> Exercise goal: Reproduce the items verbatim, from the first line of the items through the line containing "xmin=407 ymin=338 xmax=540 ymax=353", inclusive. Omit the pictures from the output.

Begin Records to use

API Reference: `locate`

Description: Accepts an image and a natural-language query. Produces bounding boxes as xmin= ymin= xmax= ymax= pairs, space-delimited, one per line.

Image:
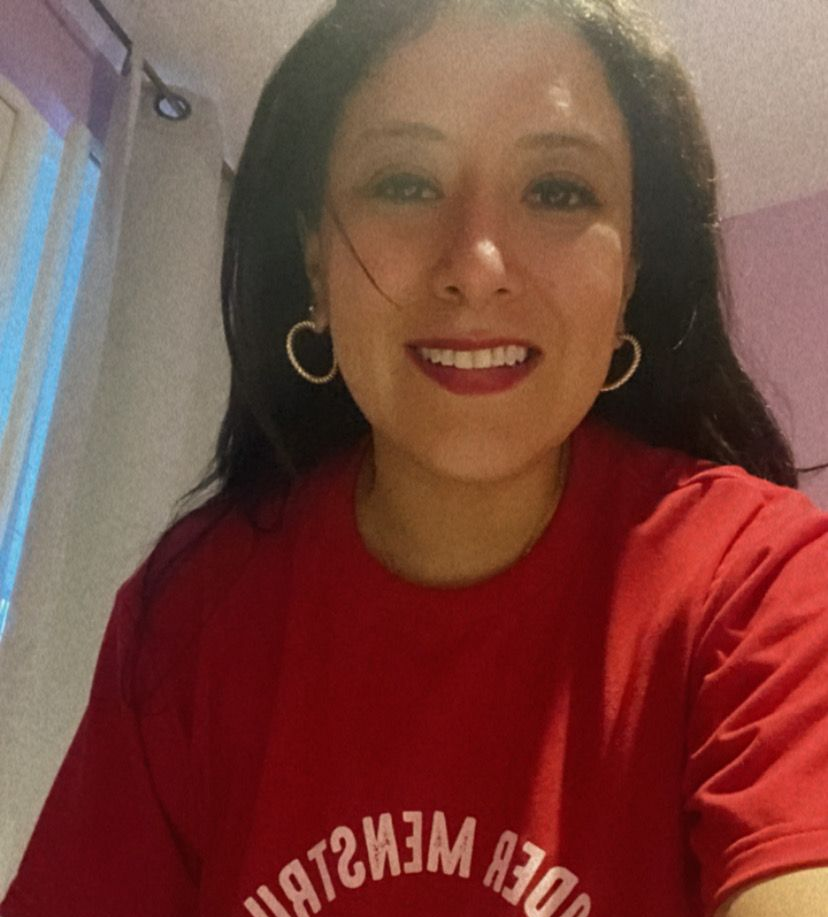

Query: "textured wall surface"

xmin=725 ymin=190 xmax=828 ymax=509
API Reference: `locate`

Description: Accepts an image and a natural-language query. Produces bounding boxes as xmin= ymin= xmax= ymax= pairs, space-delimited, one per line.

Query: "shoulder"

xmin=591 ymin=423 xmax=828 ymax=541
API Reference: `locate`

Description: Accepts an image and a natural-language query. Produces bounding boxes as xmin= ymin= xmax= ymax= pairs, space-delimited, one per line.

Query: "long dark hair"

xmin=128 ymin=0 xmax=816 ymax=688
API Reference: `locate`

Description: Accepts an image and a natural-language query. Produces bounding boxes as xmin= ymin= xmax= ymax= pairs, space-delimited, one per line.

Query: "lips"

xmin=407 ymin=338 xmax=540 ymax=353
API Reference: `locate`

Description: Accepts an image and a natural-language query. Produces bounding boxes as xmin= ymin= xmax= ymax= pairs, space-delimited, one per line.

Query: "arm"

xmin=714 ymin=866 xmax=828 ymax=917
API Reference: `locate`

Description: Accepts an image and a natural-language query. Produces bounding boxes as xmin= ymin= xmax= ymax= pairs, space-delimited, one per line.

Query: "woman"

xmin=2 ymin=0 xmax=828 ymax=917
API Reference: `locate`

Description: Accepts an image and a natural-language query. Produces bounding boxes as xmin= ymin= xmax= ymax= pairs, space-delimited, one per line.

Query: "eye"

xmin=371 ymin=173 xmax=441 ymax=203
xmin=529 ymin=178 xmax=598 ymax=210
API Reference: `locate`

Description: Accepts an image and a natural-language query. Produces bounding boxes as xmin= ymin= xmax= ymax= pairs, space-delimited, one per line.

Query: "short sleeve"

xmin=684 ymin=491 xmax=828 ymax=917
xmin=0 ymin=573 xmax=204 ymax=917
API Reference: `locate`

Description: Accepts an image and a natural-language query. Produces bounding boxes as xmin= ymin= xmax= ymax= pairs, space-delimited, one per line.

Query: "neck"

xmin=356 ymin=438 xmax=569 ymax=587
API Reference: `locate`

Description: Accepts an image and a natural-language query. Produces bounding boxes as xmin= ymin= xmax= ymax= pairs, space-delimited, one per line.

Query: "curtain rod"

xmin=89 ymin=0 xmax=235 ymax=179
xmin=89 ymin=0 xmax=194 ymax=117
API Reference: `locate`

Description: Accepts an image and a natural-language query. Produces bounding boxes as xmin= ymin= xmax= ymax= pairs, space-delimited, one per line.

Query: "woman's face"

xmin=306 ymin=13 xmax=634 ymax=482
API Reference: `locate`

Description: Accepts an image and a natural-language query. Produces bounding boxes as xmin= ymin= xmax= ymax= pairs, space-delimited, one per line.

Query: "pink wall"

xmin=0 ymin=0 xmax=118 ymax=143
xmin=725 ymin=191 xmax=828 ymax=509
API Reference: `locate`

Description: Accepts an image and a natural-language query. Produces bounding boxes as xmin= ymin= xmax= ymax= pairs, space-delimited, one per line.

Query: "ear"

xmin=296 ymin=213 xmax=329 ymax=333
xmin=623 ymin=254 xmax=641 ymax=307
xmin=615 ymin=254 xmax=641 ymax=342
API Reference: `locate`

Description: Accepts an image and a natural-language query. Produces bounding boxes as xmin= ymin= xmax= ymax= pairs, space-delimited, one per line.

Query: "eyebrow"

xmin=356 ymin=121 xmax=614 ymax=162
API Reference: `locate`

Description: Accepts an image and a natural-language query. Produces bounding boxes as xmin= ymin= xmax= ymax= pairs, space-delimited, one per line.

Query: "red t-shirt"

xmin=0 ymin=421 xmax=828 ymax=917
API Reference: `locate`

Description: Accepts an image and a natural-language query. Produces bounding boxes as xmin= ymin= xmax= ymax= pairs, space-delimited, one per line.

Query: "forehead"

xmin=338 ymin=12 xmax=627 ymax=154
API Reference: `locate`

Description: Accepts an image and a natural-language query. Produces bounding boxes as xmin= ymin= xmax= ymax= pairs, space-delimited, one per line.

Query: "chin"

xmin=413 ymin=434 xmax=554 ymax=484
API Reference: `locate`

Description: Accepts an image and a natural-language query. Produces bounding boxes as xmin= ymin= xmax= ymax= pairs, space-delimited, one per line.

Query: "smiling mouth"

xmin=412 ymin=344 xmax=539 ymax=370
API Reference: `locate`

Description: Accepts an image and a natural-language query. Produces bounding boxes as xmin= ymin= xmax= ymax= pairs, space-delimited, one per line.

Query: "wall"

xmin=0 ymin=0 xmax=118 ymax=144
xmin=725 ymin=190 xmax=828 ymax=509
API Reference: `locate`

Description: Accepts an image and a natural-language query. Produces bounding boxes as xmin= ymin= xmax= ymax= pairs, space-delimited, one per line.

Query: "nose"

xmin=432 ymin=196 xmax=520 ymax=307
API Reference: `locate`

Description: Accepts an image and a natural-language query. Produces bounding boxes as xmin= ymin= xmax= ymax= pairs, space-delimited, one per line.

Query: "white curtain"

xmin=0 ymin=48 xmax=229 ymax=897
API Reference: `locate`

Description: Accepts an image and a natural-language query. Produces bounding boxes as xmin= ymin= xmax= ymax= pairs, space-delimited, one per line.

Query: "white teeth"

xmin=419 ymin=344 xmax=529 ymax=369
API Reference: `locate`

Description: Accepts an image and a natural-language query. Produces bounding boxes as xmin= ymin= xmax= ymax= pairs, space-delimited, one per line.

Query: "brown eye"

xmin=529 ymin=179 xmax=598 ymax=210
xmin=372 ymin=174 xmax=440 ymax=203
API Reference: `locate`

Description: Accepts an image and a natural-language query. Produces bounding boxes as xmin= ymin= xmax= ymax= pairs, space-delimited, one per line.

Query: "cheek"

xmin=535 ymin=223 xmax=627 ymax=332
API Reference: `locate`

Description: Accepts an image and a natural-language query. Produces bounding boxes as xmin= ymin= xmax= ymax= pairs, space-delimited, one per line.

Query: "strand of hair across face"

xmin=325 ymin=202 xmax=402 ymax=309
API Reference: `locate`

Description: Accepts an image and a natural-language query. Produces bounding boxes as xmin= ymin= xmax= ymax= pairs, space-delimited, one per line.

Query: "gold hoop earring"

xmin=601 ymin=334 xmax=643 ymax=392
xmin=286 ymin=320 xmax=339 ymax=385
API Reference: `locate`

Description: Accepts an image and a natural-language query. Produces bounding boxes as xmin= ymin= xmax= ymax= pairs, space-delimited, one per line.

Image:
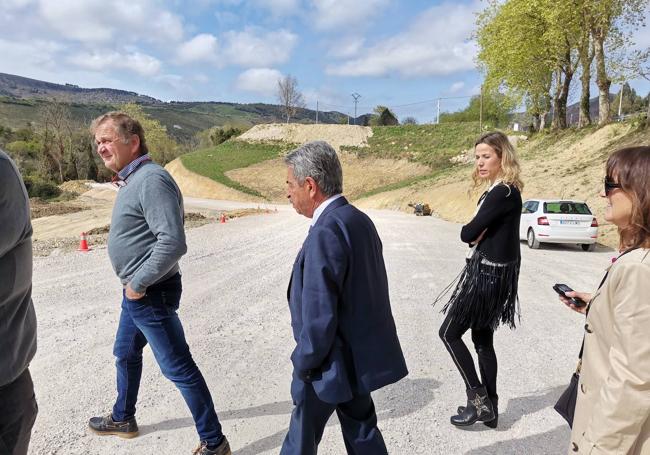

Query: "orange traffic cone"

xmin=78 ymin=232 xmax=90 ymax=253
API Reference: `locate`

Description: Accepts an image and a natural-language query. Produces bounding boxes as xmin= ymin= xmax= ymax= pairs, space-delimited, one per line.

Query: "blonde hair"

xmin=470 ymin=131 xmax=524 ymax=191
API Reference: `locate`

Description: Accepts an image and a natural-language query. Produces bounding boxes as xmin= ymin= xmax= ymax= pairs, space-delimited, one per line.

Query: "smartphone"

xmin=553 ymin=283 xmax=587 ymax=308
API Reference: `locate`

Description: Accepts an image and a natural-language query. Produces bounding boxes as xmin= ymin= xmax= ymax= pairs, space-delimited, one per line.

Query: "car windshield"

xmin=544 ymin=201 xmax=591 ymax=215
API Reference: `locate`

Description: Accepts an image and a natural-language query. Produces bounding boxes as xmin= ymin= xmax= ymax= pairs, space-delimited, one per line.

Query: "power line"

xmin=352 ymin=92 xmax=361 ymax=125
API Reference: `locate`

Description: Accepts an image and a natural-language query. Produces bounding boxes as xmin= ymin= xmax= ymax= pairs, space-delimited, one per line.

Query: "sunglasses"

xmin=605 ymin=177 xmax=622 ymax=196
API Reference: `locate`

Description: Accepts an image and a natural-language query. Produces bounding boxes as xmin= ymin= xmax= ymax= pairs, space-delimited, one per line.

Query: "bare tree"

xmin=40 ymin=100 xmax=73 ymax=183
xmin=277 ymin=74 xmax=305 ymax=123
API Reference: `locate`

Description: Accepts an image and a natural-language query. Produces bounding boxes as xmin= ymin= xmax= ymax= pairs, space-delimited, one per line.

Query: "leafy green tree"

xmin=368 ymin=105 xmax=399 ymax=126
xmin=468 ymin=0 xmax=554 ymax=129
xmin=120 ymin=103 xmax=179 ymax=166
xmin=574 ymin=0 xmax=648 ymax=125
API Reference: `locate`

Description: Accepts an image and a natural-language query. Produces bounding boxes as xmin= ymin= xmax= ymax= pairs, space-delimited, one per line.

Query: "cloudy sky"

xmin=0 ymin=0 xmax=650 ymax=121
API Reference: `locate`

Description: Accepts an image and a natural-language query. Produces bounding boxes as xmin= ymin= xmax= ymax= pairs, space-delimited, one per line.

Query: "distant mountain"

xmin=0 ymin=73 xmax=354 ymax=140
xmin=0 ymin=73 xmax=161 ymax=104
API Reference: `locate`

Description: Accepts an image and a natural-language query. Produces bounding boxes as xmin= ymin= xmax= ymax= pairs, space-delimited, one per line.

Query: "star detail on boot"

xmin=470 ymin=394 xmax=490 ymax=416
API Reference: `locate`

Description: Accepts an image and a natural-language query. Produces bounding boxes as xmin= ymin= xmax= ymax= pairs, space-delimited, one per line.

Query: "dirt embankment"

xmin=226 ymin=152 xmax=431 ymax=201
xmin=237 ymin=123 xmax=372 ymax=150
xmin=357 ymin=124 xmax=650 ymax=247
xmin=165 ymin=158 xmax=263 ymax=202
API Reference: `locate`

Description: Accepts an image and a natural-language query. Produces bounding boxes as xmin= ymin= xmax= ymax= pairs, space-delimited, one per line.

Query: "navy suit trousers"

xmin=280 ymin=378 xmax=388 ymax=455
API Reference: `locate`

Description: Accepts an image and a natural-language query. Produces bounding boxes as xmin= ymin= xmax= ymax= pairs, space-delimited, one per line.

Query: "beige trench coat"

xmin=568 ymin=249 xmax=650 ymax=455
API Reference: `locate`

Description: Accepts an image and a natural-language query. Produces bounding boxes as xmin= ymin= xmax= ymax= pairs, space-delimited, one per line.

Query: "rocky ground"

xmin=30 ymin=208 xmax=613 ymax=455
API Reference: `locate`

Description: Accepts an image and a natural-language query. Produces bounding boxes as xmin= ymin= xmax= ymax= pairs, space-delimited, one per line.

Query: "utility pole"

xmin=478 ymin=84 xmax=483 ymax=134
xmin=618 ymin=84 xmax=624 ymax=122
xmin=352 ymin=92 xmax=361 ymax=125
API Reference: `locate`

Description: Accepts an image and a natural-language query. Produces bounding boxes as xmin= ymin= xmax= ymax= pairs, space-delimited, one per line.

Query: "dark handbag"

xmin=553 ymin=367 xmax=580 ymax=428
xmin=553 ymin=248 xmax=636 ymax=428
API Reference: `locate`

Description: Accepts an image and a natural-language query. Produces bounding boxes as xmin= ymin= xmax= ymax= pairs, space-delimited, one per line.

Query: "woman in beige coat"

xmin=561 ymin=147 xmax=650 ymax=455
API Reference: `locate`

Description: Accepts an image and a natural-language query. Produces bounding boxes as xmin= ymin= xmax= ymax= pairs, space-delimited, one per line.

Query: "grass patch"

xmin=181 ymin=140 xmax=295 ymax=197
xmin=342 ymin=122 xmax=479 ymax=198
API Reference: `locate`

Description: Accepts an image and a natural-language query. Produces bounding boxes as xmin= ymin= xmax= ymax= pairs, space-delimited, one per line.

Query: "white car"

xmin=519 ymin=199 xmax=598 ymax=251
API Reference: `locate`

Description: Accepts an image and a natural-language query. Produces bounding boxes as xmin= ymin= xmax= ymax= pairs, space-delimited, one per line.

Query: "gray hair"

xmin=284 ymin=141 xmax=343 ymax=197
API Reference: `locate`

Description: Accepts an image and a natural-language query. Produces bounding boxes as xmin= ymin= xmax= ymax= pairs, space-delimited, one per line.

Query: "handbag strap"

xmin=576 ymin=248 xmax=636 ymax=362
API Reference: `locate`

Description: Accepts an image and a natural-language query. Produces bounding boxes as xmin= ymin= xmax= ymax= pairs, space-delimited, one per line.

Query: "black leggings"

xmin=439 ymin=314 xmax=498 ymax=398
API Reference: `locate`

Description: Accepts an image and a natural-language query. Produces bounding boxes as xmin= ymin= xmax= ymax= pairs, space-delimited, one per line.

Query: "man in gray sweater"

xmin=0 ymin=150 xmax=38 ymax=455
xmin=89 ymin=112 xmax=231 ymax=455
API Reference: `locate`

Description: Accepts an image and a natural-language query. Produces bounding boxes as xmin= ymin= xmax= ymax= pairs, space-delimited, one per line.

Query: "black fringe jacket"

xmin=436 ymin=184 xmax=521 ymax=330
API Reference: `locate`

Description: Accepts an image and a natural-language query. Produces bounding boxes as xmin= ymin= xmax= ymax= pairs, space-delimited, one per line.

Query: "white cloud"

xmin=235 ymin=68 xmax=282 ymax=96
xmin=255 ymin=0 xmax=300 ymax=17
xmin=449 ymin=81 xmax=465 ymax=95
xmin=327 ymin=36 xmax=365 ymax=58
xmin=0 ymin=0 xmax=34 ymax=10
xmin=326 ymin=2 xmax=480 ymax=77
xmin=224 ymin=28 xmax=298 ymax=67
xmin=39 ymin=0 xmax=183 ymax=43
xmin=312 ymin=0 xmax=389 ymax=30
xmin=0 ymin=38 xmax=64 ymax=77
xmin=177 ymin=33 xmax=217 ymax=63
xmin=68 ymin=51 xmax=161 ymax=76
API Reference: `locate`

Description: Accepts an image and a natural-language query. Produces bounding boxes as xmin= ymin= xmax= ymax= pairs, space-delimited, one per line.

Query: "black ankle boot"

xmin=450 ymin=387 xmax=496 ymax=427
xmin=483 ymin=397 xmax=499 ymax=428
xmin=457 ymin=396 xmax=499 ymax=428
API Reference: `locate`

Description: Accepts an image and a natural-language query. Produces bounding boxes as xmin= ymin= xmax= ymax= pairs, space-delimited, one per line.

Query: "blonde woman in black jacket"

xmin=436 ymin=132 xmax=523 ymax=428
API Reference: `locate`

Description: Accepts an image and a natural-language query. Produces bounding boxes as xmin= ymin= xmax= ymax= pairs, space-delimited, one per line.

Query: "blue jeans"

xmin=113 ymin=274 xmax=223 ymax=445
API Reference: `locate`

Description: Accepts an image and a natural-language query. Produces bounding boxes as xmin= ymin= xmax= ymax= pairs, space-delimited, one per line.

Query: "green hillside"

xmin=342 ymin=122 xmax=479 ymax=198
xmin=181 ymin=123 xmax=478 ymax=196
xmin=0 ymin=96 xmax=343 ymax=141
xmin=342 ymin=122 xmax=479 ymax=170
xmin=180 ymin=140 xmax=296 ymax=197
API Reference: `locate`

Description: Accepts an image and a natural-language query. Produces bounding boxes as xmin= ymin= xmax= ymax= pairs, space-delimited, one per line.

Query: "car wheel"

xmin=527 ymin=229 xmax=539 ymax=250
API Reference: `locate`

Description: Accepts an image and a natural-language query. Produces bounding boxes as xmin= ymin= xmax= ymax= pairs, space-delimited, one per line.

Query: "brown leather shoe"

xmin=192 ymin=436 xmax=232 ymax=455
xmin=88 ymin=414 xmax=138 ymax=439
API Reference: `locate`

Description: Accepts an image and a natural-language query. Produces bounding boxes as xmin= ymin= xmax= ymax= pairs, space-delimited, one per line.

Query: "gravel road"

xmin=30 ymin=206 xmax=613 ymax=455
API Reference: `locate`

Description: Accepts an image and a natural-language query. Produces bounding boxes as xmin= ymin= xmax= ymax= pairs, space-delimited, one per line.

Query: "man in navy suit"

xmin=280 ymin=141 xmax=408 ymax=455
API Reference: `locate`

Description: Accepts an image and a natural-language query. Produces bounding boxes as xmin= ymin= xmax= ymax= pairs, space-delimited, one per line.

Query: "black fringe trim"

xmin=433 ymin=250 xmax=521 ymax=330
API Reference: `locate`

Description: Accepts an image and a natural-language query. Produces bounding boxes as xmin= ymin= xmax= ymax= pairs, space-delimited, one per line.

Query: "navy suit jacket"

xmin=287 ymin=197 xmax=408 ymax=403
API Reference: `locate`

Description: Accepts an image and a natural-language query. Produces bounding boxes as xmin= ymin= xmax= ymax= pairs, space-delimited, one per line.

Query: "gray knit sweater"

xmin=0 ymin=150 xmax=36 ymax=387
xmin=108 ymin=161 xmax=187 ymax=292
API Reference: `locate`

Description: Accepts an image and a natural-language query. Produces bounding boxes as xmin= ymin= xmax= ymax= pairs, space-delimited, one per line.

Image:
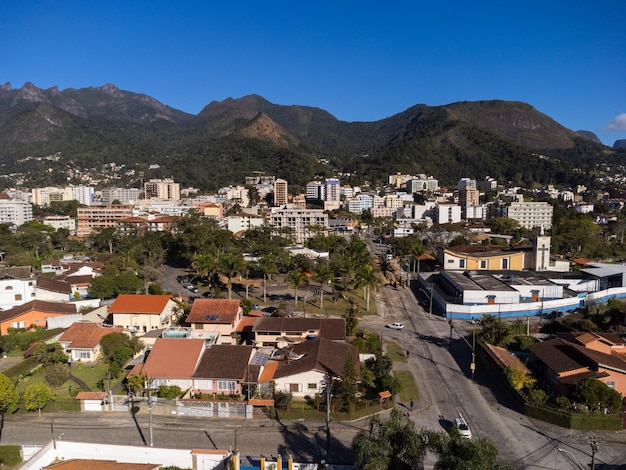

End Records to use

> Exercise result:
API Reference: `locate`

Description: Accepts an image and a natural-language query. Produces bounding boxes as xmin= ymin= xmax= ymax= pairs, space-delimited, one per line.

Image:

Query: "textured wall surface"

xmin=725 ymin=190 xmax=828 ymax=509
API Reference: `locate`

Description: Accepts an image and a natural-language query. Produces bounding boxes as xmin= ymin= xmax= ymax= pairs, space-delimited, one per line.

Query: "shoulder"

xmin=591 ymin=423 xmax=828 ymax=541
API Reference: `locate`

Description: Accepts an image and a natural-language query. Produces bounding boxes as xmin= ymin= xmax= ymax= pairs, space-delimited, one per line.

Query: "long dark hair"

xmin=128 ymin=0 xmax=816 ymax=688
API Reference: `locate`

Description: Accepts an image and a natural-language query. Produces bounding boxes as xmin= ymin= xmax= ymax= pairs, space-delimited, one per line.

Query: "lips"

xmin=407 ymin=338 xmax=540 ymax=353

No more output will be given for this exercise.